### Given problem
Convert the data into a Markdown table with two columns, Row and Line, giving each line its row number and leaving out blank lines.

### Information supplied
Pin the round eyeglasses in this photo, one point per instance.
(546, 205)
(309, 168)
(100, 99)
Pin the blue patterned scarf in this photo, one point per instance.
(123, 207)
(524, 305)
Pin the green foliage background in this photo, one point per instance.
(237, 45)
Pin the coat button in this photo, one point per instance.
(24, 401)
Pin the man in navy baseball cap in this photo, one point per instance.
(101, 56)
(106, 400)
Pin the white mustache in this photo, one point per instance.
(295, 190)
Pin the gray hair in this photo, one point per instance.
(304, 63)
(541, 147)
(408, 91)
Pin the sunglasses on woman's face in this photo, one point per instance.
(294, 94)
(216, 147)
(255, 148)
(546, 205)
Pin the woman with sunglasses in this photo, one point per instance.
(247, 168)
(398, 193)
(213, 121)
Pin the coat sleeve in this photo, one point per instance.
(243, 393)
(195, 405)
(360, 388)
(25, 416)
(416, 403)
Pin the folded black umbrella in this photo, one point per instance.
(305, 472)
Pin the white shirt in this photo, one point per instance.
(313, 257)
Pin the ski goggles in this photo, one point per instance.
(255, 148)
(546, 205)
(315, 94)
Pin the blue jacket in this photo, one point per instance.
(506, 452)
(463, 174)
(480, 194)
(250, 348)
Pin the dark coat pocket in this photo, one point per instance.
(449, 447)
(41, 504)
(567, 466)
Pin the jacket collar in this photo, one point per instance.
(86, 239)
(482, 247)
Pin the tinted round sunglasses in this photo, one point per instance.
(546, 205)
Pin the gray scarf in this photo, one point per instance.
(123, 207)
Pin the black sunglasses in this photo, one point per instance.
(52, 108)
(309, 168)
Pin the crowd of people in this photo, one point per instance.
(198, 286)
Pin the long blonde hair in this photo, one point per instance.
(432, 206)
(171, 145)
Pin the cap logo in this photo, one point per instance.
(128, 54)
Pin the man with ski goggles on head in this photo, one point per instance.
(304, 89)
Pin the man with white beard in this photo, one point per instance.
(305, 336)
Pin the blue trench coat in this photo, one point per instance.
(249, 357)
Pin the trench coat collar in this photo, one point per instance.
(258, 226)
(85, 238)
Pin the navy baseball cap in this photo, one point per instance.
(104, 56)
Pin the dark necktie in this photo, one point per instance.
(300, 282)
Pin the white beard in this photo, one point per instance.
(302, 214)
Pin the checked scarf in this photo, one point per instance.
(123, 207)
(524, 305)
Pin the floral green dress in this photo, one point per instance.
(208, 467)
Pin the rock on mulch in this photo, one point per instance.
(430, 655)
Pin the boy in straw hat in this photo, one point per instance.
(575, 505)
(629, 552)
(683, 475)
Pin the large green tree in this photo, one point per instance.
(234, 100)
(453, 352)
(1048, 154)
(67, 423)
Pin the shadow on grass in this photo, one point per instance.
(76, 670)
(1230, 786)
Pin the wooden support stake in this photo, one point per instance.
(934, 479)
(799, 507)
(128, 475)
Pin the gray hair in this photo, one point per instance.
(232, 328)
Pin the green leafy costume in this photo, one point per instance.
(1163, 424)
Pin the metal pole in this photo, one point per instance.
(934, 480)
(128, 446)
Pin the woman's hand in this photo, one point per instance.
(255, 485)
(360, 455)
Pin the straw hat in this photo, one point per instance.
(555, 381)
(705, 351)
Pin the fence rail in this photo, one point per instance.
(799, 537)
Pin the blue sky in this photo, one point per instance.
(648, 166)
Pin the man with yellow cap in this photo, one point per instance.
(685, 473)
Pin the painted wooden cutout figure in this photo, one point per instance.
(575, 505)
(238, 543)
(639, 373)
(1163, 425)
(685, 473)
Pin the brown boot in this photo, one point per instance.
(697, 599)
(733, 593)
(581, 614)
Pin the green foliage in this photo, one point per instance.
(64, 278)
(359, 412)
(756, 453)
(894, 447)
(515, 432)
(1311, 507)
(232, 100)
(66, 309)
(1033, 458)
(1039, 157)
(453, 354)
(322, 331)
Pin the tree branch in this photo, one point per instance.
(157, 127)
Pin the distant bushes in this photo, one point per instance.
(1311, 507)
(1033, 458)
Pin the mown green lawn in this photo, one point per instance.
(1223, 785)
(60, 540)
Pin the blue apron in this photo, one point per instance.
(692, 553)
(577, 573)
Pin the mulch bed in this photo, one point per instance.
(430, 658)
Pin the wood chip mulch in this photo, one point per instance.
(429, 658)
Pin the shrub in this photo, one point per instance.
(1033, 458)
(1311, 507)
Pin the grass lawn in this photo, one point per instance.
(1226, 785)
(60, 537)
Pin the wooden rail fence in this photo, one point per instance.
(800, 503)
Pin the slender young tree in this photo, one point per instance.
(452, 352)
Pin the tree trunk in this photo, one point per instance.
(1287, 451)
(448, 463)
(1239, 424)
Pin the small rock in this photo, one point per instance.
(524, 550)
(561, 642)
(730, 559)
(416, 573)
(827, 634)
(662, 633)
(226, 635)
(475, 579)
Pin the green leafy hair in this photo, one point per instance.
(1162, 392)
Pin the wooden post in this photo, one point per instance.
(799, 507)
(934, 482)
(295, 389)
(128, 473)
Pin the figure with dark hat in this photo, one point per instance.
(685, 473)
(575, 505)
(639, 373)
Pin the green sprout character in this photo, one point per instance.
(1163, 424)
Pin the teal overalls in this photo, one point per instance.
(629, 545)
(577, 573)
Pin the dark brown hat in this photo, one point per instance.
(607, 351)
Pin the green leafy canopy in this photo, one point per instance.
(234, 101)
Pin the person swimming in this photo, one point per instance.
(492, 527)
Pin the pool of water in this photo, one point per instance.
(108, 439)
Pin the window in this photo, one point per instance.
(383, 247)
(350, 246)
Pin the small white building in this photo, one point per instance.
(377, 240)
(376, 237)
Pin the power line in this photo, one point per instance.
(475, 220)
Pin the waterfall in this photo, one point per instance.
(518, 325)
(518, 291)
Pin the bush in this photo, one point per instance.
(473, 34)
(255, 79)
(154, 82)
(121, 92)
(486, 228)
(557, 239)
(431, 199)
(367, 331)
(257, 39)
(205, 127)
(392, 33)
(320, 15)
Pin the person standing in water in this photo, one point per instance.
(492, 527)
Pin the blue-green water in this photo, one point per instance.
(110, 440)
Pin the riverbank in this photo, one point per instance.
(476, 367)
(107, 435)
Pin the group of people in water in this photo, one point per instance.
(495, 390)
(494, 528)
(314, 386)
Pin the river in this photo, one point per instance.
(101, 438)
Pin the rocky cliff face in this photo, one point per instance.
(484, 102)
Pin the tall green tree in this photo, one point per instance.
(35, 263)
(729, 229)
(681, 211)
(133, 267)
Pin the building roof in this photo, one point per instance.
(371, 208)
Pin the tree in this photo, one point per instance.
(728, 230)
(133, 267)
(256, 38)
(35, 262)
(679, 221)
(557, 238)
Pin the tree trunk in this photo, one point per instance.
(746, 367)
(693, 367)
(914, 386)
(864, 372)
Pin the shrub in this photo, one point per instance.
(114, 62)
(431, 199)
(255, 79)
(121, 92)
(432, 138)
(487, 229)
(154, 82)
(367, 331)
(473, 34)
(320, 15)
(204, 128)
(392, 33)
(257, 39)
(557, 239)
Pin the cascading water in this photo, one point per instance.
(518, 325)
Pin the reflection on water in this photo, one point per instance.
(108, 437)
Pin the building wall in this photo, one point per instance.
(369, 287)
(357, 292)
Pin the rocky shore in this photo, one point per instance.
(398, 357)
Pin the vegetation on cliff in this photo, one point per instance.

### Output
| Row | Line |
|---|---|
| 1 | Pin the round eyeglasses in this photo, one point per instance. |
| 2 | (546, 205) |
| 3 | (309, 168) |
| 4 | (100, 99) |
| 5 | Pin the blue patterned scarf in this photo, one point per instance. |
| 6 | (123, 207) |
| 7 | (524, 305) |
| 8 | Pin the green foliage background in this photo, one point per instance. |
| 9 | (237, 45) |
| 10 | Pin the coat button in this photo, one point per instance. |
| 11 | (24, 401) |
| 12 | Pin the man in navy baseball cap in this photo, one point per instance. |
| 13 | (101, 56) |
| 14 | (106, 400) |
| 15 | Pin the white mustache in this photo, one point per instance. |
| 16 | (295, 190) |
| 17 | Pin the gray hair in this photo, one point per instance. |
| 18 | (304, 63) |
| 19 | (541, 147) |
| 20 | (408, 91) |
| 21 | Pin the sunglasses on woman's face in this photo, one point per instance. |
| 22 | (294, 94) |
| 23 | (216, 147) |
| 24 | (255, 148) |
| 25 | (546, 205) |
| 26 | Pin the woman with sunglasses in this photo, one point per instance. |
| 27 | (247, 168) |
| 28 | (398, 193) |
| 29 | (213, 121) |
| 30 | Pin the coat sleeve in this photo, one point per instance. |
| 31 | (243, 393) |
| 32 | (195, 405) |
| 33 | (360, 388) |
| 34 | (25, 416) |
| 35 | (416, 403) |
| 36 | Pin the folded black umbrella in this photo, one point per instance. |
| 37 | (305, 472) |
| 38 | Pin the white shirt in this photo, one point per instance. |
| 39 | (313, 257) |
| 40 | Pin the ski goggles in this photo, one point per instance. |
| 41 | (255, 148) |
| 42 | (546, 205) |
| 43 | (315, 94) |
| 44 | Pin the blue jacket in this photo, one point per instance. |
| 45 | (506, 452) |
| 46 | (463, 174) |
| 47 | (480, 194) |
| 48 | (250, 348) |
| 49 | Pin the dark coat pocket in this photo, one point per instance. |
| 50 | (449, 447) |
| 51 | (41, 504) |
| 52 | (567, 466) |
| 53 | Pin the jacket collar in this photo, one point per instance. |
| 54 | (86, 239) |
| 55 | (482, 247) |
| 56 | Pin the tinted round sunglasses in this photo, one point per instance. |
| 57 | (546, 205) |
| 58 | Pin the gray scarf in this photo, one point per instance. |
| 59 | (123, 207) |
| 60 | Pin the black sunglasses in this photo, one point per instance. |
| 61 | (52, 108) |
| 62 | (309, 168) |
| 63 | Pin the crowd of people in this photo, one point per instance. |
| 64 | (198, 286) |
| 65 | Pin the long blonde hair in this photo, one point per instance. |
| 66 | (432, 206) |
| 67 | (171, 145) |
| 68 | Pin the cap logo in this photo, one point per instance. |
| 69 | (128, 54) |
| 70 | Pin the man with ski goggles on head in this photo, one point per instance. |
| 71 | (304, 89) |
| 72 | Pin the man with white beard in this photo, one point per instance. |
| 73 | (305, 336) |
| 74 | Pin the blue trench coat in this photo, one point per instance. |
| 75 | (249, 357) |
| 76 | Pin the trench coat collar in this photo, one point per instance. |
| 77 | (258, 226) |
| 78 | (85, 238) |
| 79 | Pin the navy baseball cap in this photo, one point per instance. |
| 80 | (104, 56) |
| 81 | Pin the dark necktie in this photo, one point per instance. |
| 82 | (300, 282) |
| 83 | Pin the white beard in this photo, one point per instance. |
| 84 | (302, 214) |
| 85 | Pin the checked scarf in this photo, one point per instance. |
| 86 | (123, 207) |
| 87 | (524, 305) |
| 88 | Pin the floral green dress in this photo, one point per instance. |
| 89 | (208, 467) |
| 90 | Pin the rock on mulch in this photo, one point per instance. |
| 91 | (430, 655) |
| 92 | Pin the boy in straw hat in this photo, one point per instance. |
| 93 | (575, 505) |
| 94 | (629, 552) |
| 95 | (683, 475) |
| 96 | Pin the large green tree in this photo, one point per instance. |
| 97 | (234, 100) |
| 98 | (453, 352) |
| 99 | (1048, 154) |
| 100 | (67, 423) |
| 101 | Pin the shadow on grass in this photo, one point per instance. |
| 102 | (76, 670) |
| 103 | (1230, 786) |
| 104 | Pin the wooden support stake in this photo, one point per instance. |
| 105 | (934, 479) |
| 106 | (799, 507) |
| 107 | (128, 475) |
| 108 | Pin the gray hair in this photo, one point per instance. |
| 109 | (232, 328) |
| 110 | Pin the green leafy costume in this photo, one point per instance. |
| 111 | (1163, 424) |
| 112 | Pin the metal pole in this photo, one point per instance. |
| 113 | (934, 480) |
| 114 | (128, 446) |
| 115 | Pin the woman's hand in this photo, one point per instance. |
| 116 | (255, 485) |
| 117 | (360, 455) |
| 118 | Pin the straw hat in this photo, one point per instance. |
| 119 | (555, 381) |
| 120 | (705, 351) |
| 121 | Pin the fence rail in this photo, one point per instance. |
| 122 | (799, 537) |
| 123 | Pin the blue sky in this photo, one point per instance. |
| 124 | (648, 166) |
| 125 | Pin the man with yellow cap in this photo, one point per instance. |
| 126 | (685, 473) |
| 127 | Pin the painted wooden cutout figure in this photo, one point per instance. |
| 128 | (575, 505) |
| 129 | (238, 543) |
| 130 | (639, 373) |
| 131 | (1163, 425) |
| 132 | (685, 473) |
| 133 | Pin the brown boot in this photo, one point per instance. |
| 134 | (697, 599) |
| 135 | (733, 593) |
| 136 | (581, 614) |
| 137 | Pin the green foliage in this photo, one point per instance. |
| 138 | (64, 278) |
| 139 | (359, 412) |
| 140 | (756, 453) |
| 141 | (894, 447) |
| 142 | (515, 432) |
| 143 | (1311, 507) |
| 144 | (232, 100) |
| 145 | (66, 309) |
| 146 | (1033, 458) |
| 147 | (1039, 157) |
| 148 | (453, 354) |
| 149 | (322, 331) |
| 150 | Pin the tree branch in this photo, one point per instance. |
| 151 | (157, 127) |
| 152 | Pin the distant bushes in this photo, one point per instance. |
| 153 | (1311, 507) |
| 154 | (1033, 458) |
| 155 | Pin the mown green lawn in this photo, one point per instance. |
| 156 | (1223, 785) |
| 157 | (60, 540) |
| 158 | Pin the blue apron in this photo, one point per instance. |
| 159 | (692, 553) |
| 160 | (577, 573) |
| 161 | Pin the mulch bed in this photo, one point per instance. |
| 162 | (430, 658) |
| 163 | Pin the wood chip mulch in this photo, one point per instance. |
| 164 | (429, 658) |
| 165 | Pin the shrub in this photo, one point per instance. |
| 166 | (1033, 458) |
| 167 | (1311, 507) |
| 168 | Pin the grass lawn in this photo, one point per instance. |
| 169 | (1226, 785) |
| 170 | (60, 537) |
| 171 | Pin the wooden rail fence in this photo, one point per instance. |
| 172 | (800, 503) |
| 173 | Pin the slender young tree in this photo, one point per instance. |
| 174 | (452, 352) |
| 175 | Pin the tree trunk in this photo, one point per instance. |
| 176 | (1287, 451) |
| 177 | (448, 463) |
| 178 | (1239, 424) |
| 179 | Pin the small rock in this photo, one point per instance. |
| 180 | (524, 550) |
| 181 | (561, 642) |
| 182 | (730, 559) |
| 183 | (416, 573) |
| 184 | (827, 634) |
| 185 | (662, 633) |
| 186 | (226, 635) |
| 187 | (475, 579) |
| 188 | Pin the green leafy hair in this photo, one point per instance. |
| 189 | (1162, 392) |
| 190 | Pin the wooden post in this photo, one point per instance. |
| 191 | (799, 507) |
| 192 | (934, 482) |
| 193 | (295, 389) |
| 194 | (128, 473) |
| 195 | Pin the figure with dark hat in this photo, one point per instance. |
| 196 | (685, 473) |
| 197 | (575, 505) |
| 198 | (639, 373) |
| 199 | Pin the green sprout character in this photo, one point per instance. |
| 200 | (1163, 424) |
| 201 | Pin the teal overalls in this photo, one point per instance. |
| 202 | (629, 545) |
| 203 | (577, 573) |
| 204 | Pin the dark brown hat in this photo, one point per instance. |
| 205 | (607, 351) |
| 206 | Pin the green leafy canopy in this photo, one point per instance. |
| 207 | (234, 101) |
| 208 | Pin the person swimming in this photo, one point per instance. |
| 209 | (492, 527) |
| 210 | Pin the pool of water in this photo, one point per instance. |
| 211 | (108, 439) |
| 212 | Pin the window in this photo, one point per instance. |
| 213 | (383, 247) |
| 214 | (350, 246) |
| 215 | Pin the small white building in this photo, one point per instance. |
| 216 | (377, 240) |
| 217 | (376, 237) |
| 218 | Pin the power line in this photo, one point per instance. |
| 219 | (475, 220) |
| 220 | Pin the waterfall in this photo, one point per instance. |
| 221 | (518, 325) |
| 222 | (518, 291) |
| 223 | Pin the bush in this photo, one point per instance. |
| 224 | (473, 34) |
| 225 | (255, 79) |
| 226 | (154, 82) |
| 227 | (121, 92) |
| 228 | (486, 228) |
| 229 | (557, 239) |
| 230 | (431, 199) |
| 231 | (367, 331) |
| 232 | (257, 39) |
| 233 | (205, 127) |
| 234 | (392, 33) |
| 235 | (320, 15) |
| 236 | Pin the person standing in water in this photo, one point per instance. |
| 237 | (492, 527) |
| 238 | Pin the blue-green water in this photo, one point per instance. |
| 239 | (110, 440) |
| 240 | Pin the riverbank in this photo, one point per instance. |
| 241 | (476, 367) |
| 242 | (107, 435) |
| 243 | Pin the group of people in water in this photo, one point per instance. |
| 244 | (495, 390) |
| 245 | (494, 528) |
| 246 | (314, 386) |
| 247 | Pin the river in this photo, one point per instance. |
| 248 | (101, 438) |
| 249 | Pin the rocky cliff face in this photo, one point per instance. |
| 250 | (484, 102) |
| 251 | Pin the tall green tree in this photo, one point per instance. |
| 252 | (35, 263) |
| 253 | (729, 229) |
| 254 | (681, 211) |
| 255 | (133, 267) |
| 256 | Pin the building roof in this photo, one point per instance. |
| 257 | (371, 208) |
| 258 | Pin the tree in this photo, one point per instance. |
| 259 | (728, 230) |
| 260 | (133, 267) |
| 261 | (256, 38) |
| 262 | (35, 262) |
| 263 | (679, 221) |
| 264 | (557, 238) |
| 265 | Pin the tree trunk in this photo, one point per instance. |
| 266 | (746, 367) |
| 267 | (693, 367) |
| 268 | (914, 386) |
| 269 | (864, 372) |
| 270 | Pin the shrub in this photo, one point per instance. |
| 271 | (114, 62) |
| 272 | (431, 199) |
| 273 | (255, 79) |
| 274 | (121, 92) |
| 275 | (432, 138) |
| 276 | (487, 229) |
| 277 | (154, 82) |
| 278 | (367, 331) |
| 279 | (473, 34) |
| 280 | (320, 15) |
| 281 | (204, 128) |
| 282 | (392, 33) |
| 283 | (257, 39) |
| 284 | (557, 239) |
| 285 | Pin the cascading water in this photo, one point per instance. |
| 286 | (518, 325) |
| 287 | Pin the reflection on water in this photo, one point per instance. |
| 288 | (108, 437) |
| 289 | Pin the building wall in this photo, one point per instance. |
| 290 | (369, 287) |
| 291 | (357, 292) |
| 292 | Pin the rocky shore in this photo, one point per instance. |
| 293 | (398, 357) |
| 294 | Pin the vegetation on cliff in this photo, one point per instance. |